Required work — Update the entries from the line containing "The service MUST place a point on the utility" down through the line containing "x=416, y=85". Write those lines out again with "utility pole" changed to "telephone pole" and every other word left exactly as it is.

======

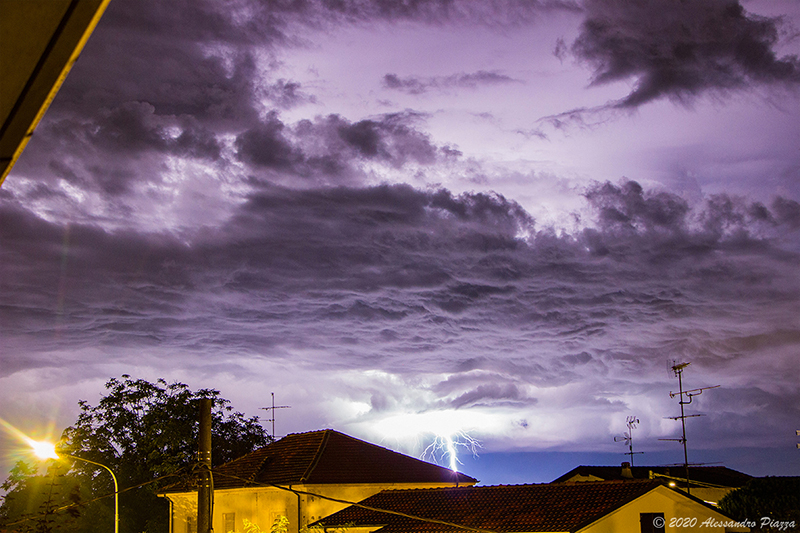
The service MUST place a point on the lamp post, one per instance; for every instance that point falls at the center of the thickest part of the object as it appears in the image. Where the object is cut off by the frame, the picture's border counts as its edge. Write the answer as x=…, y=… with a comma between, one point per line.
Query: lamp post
x=47, y=450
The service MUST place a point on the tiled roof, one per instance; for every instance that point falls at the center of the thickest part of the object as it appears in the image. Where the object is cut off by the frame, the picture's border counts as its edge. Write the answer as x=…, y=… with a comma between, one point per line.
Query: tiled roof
x=502, y=508
x=714, y=475
x=327, y=456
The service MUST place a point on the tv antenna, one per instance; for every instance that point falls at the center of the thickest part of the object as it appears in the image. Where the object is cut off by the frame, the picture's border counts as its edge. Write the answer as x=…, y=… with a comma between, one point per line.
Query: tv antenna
x=684, y=398
x=627, y=437
x=272, y=412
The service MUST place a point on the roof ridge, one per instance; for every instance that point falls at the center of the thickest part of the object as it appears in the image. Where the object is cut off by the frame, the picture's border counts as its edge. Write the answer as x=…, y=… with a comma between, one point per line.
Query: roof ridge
x=317, y=455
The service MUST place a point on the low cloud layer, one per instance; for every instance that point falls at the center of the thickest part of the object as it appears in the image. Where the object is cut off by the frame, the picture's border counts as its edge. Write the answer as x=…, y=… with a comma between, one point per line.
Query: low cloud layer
x=406, y=282
x=237, y=194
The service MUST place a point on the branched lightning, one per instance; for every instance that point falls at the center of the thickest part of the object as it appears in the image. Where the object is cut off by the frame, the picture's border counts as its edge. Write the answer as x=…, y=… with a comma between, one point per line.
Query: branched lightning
x=444, y=448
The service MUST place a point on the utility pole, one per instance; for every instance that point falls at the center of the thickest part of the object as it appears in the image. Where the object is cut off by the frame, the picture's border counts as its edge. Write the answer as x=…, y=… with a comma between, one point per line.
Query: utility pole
x=205, y=489
x=627, y=437
x=677, y=369
x=272, y=412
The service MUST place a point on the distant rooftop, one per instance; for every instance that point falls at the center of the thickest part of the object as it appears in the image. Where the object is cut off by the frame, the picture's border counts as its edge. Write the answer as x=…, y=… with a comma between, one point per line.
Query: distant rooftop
x=502, y=508
x=324, y=457
x=713, y=475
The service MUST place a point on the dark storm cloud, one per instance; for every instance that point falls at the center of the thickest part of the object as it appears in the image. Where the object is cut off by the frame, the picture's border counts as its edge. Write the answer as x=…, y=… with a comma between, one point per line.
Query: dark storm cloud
x=659, y=224
x=331, y=146
x=414, y=271
x=680, y=50
x=416, y=85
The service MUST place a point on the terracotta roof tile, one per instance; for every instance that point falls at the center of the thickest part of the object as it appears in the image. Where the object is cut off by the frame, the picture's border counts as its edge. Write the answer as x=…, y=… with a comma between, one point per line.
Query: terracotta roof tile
x=715, y=475
x=327, y=456
x=502, y=508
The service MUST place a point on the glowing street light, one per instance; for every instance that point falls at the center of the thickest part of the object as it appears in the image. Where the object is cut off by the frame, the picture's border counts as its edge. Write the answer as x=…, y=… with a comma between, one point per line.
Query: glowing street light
x=47, y=450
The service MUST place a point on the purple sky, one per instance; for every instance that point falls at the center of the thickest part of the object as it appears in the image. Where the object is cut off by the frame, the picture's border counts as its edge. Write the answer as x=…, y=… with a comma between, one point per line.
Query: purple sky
x=423, y=217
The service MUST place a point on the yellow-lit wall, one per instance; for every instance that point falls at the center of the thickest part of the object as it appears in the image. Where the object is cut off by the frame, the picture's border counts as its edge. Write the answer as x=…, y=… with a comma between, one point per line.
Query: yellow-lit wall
x=263, y=505
x=676, y=508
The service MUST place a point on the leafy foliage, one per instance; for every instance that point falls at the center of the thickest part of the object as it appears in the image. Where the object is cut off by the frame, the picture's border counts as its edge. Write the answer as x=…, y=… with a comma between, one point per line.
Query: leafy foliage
x=146, y=433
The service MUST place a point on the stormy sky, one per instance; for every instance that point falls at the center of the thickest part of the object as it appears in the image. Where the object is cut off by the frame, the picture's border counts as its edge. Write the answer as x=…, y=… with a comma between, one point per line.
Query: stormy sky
x=423, y=218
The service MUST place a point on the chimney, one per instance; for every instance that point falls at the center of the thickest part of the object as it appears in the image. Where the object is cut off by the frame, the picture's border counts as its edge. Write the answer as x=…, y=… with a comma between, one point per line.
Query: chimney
x=626, y=470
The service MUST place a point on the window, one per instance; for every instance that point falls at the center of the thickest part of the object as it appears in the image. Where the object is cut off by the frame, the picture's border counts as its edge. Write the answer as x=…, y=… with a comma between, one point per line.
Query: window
x=229, y=519
x=651, y=522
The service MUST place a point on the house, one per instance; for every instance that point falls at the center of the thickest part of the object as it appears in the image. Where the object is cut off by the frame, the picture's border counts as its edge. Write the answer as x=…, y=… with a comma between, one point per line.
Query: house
x=300, y=478
x=635, y=506
x=709, y=483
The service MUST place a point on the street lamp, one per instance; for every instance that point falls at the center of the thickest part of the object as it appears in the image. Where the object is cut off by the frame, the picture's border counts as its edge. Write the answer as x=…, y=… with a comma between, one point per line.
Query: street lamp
x=47, y=450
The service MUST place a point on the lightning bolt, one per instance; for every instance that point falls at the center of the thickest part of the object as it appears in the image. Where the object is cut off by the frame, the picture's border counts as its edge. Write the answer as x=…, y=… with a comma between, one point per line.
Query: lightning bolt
x=444, y=448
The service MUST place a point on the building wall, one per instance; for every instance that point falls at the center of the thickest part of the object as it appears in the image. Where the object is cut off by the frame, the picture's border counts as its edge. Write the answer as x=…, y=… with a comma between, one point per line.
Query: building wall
x=681, y=514
x=263, y=505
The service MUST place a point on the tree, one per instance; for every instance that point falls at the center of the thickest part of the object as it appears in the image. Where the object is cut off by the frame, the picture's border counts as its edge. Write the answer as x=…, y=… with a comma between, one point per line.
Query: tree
x=147, y=434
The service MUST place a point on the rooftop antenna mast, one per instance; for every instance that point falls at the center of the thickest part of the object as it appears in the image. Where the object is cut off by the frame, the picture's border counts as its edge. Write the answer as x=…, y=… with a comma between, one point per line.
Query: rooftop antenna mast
x=684, y=398
x=627, y=437
x=272, y=412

======

Final result —
The service MUST place a point on the telephone pole, one per instance; for every instance that point falls at the center of the thickest part of the object as it appears in the image. Where the object is cut off by the frame, the picture's border counts as its edge. Write the answer as x=…, y=… with a comma between, one point per line.
Query: telephone pole
x=205, y=489
x=627, y=437
x=677, y=369
x=272, y=412
The service MUST place a point on the distant rooftop, one per instance; for every instance that point falls at the center of the thickest part of the object as it appears in the image. Where the object is cut off by the frame, the picture's border counts as its edge. Write the answer as x=…, y=… with a comma between, one point per line.
Query: distant rooftop
x=502, y=508
x=324, y=457
x=713, y=475
The service MUST place a point on the dark storm cloud, one per instance; for every instance that point falls at the center of the thickest part of the object as it appears in the image. Where the object is cut off by the frame, the picture's border counts as its edge. Write the answer as x=…, y=… with a comma between, one point per line.
Query: dark storm cloud
x=659, y=224
x=331, y=146
x=414, y=271
x=680, y=50
x=416, y=85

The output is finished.